Position identification records:
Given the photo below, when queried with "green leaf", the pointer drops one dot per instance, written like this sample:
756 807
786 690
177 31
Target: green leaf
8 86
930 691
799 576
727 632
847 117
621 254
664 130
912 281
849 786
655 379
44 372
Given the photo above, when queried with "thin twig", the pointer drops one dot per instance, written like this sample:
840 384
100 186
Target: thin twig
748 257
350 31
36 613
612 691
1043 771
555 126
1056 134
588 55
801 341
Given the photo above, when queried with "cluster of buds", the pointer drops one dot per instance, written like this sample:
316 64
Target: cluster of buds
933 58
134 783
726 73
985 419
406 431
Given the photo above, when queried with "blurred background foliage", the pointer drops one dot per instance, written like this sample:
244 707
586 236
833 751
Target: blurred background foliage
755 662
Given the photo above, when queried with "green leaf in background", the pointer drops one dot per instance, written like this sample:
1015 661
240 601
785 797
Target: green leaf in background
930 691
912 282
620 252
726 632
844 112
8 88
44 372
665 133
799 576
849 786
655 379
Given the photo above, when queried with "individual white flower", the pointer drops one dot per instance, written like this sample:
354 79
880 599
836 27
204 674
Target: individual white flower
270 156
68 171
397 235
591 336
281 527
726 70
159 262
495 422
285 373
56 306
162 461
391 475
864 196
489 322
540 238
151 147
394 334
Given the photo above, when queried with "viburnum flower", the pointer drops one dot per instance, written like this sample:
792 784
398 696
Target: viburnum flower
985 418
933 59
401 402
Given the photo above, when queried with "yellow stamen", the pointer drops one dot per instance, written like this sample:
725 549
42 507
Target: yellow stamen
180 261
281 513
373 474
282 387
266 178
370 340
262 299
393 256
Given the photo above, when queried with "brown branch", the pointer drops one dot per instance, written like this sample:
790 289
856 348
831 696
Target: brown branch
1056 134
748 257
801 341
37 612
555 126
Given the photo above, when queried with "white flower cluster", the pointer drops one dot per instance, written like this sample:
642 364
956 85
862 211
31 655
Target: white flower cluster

TASK TO COMPLETE ▸ Please quote the data above in full, with no line missing.

CORRECT RESULT ▸
Given the photo below, when queried with "green leaf", the pointer drops one dot per instance, written like this sample:
756 807
786 690
177 31
Target: green leaf
8 86
930 691
799 576
727 632
847 117
621 254
664 130
912 281
849 786
655 379
44 372
Given the photo above, when queried with "thin twig", the pointer drops one dot per instance, written like this sample:
840 384
100 186
Target: thin twig
748 257
350 31
36 613
612 691
1043 771
555 126
1056 134
588 55
801 341
Given the photo above, when queried with "cluster of buds", the pointer drops one dot per instance, written like this sample:
316 64
Target: cluster of buds
933 58
134 783
726 73
985 419
406 431
Given the photo above, when queried with "blurred background foliage", the pointer drops one dot per instance, written like this sample:
244 707
586 236
833 751
Target: blurred background foliage
755 662
Given the photo above, when queried with "green leaf in background", the pointer drops one dot per instance, written like this sample:
1015 661
240 601
785 797
Target: green leaf in background
930 691
912 282
620 252
726 632
844 112
8 88
44 372
665 133
799 576
849 786
655 379
Given the photo above, when queried with "individual white flower", the pointer drops one dot per instance, written like this sample:
354 79
880 599
836 27
204 674
Target: individual white flower
270 156
68 171
397 235
591 336
281 527
726 70
159 262
495 422
285 373
56 306
162 461
391 475
864 196
489 322
540 238
151 147
394 334
Given the photo above, when queried with "viburnum flower", the pointer drops one dot per instance, written like this sample:
792 784
398 696
Target: viburnum flower
985 418
933 59
401 402
Given the photo above, when queried with "yellow stamen", the pointer drops one dot per instance, written like this sample:
725 549
42 507
Target: yellow stamen
180 261
281 513
373 474
282 387
266 178
370 340
262 299
393 256
Given the photo above, when queried with "brown branch", the pointer drops one dot per instance, written like this sample:
790 289
856 348
831 696
Target: brown branch
1056 134
748 257
801 341
37 612
555 126
Given the photo above, when queried with "white flower cluster", the pointer drops one dot per instance, written like this sample:
642 364
956 85
862 211
31 655
Target: white flower cluster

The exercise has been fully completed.